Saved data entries
[Start of section]

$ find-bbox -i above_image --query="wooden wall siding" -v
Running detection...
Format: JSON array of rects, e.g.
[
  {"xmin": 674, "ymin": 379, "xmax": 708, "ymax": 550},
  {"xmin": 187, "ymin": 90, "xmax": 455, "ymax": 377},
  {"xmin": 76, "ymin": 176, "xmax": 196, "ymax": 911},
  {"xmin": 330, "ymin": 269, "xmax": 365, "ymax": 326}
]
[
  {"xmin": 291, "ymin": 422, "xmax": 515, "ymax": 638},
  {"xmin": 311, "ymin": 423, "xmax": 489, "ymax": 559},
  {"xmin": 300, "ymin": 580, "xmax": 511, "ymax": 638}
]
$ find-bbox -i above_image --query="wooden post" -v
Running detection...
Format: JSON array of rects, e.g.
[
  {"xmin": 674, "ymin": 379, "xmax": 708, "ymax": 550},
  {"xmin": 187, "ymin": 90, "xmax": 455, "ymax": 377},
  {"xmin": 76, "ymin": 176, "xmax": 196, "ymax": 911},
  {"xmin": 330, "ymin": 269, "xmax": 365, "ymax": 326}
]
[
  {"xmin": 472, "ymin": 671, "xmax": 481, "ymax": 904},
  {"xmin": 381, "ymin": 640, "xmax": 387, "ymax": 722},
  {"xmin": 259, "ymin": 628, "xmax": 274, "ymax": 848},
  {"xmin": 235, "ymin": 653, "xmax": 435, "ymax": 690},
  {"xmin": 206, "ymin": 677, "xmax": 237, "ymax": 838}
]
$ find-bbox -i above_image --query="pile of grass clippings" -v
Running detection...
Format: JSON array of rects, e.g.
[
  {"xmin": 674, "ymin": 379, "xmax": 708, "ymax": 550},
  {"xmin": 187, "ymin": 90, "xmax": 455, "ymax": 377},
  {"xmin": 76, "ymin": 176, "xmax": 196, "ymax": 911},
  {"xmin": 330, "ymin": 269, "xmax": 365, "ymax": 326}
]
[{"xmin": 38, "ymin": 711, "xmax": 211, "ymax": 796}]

[End of section]
[Start of section]

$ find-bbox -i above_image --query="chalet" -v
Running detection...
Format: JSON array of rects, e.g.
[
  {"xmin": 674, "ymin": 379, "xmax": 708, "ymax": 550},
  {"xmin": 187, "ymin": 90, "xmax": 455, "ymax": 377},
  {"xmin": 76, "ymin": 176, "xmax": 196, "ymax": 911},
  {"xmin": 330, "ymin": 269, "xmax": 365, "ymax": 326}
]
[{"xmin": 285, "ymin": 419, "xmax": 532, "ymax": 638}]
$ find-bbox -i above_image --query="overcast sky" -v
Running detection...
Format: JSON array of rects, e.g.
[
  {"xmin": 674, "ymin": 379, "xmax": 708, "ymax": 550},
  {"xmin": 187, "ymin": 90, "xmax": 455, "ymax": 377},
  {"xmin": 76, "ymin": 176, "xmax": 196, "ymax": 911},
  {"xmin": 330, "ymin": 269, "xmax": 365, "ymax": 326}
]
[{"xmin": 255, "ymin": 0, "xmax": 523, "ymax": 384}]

[End of section]
[Start of section]

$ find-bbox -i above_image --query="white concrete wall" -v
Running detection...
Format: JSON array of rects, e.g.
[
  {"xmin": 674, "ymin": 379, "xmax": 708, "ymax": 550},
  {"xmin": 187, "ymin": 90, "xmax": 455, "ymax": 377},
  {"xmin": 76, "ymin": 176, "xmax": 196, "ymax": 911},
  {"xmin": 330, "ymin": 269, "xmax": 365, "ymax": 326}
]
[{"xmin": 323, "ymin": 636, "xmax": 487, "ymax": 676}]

[End of section]

What the exercise asks ▸ Return, from the data, each line where the string "wooden" occurs.

Answer section ▸
$ find-bbox -i above_image --query="wooden wall siding" -v
$ find-bbox -i above_image --query="wooden post" -v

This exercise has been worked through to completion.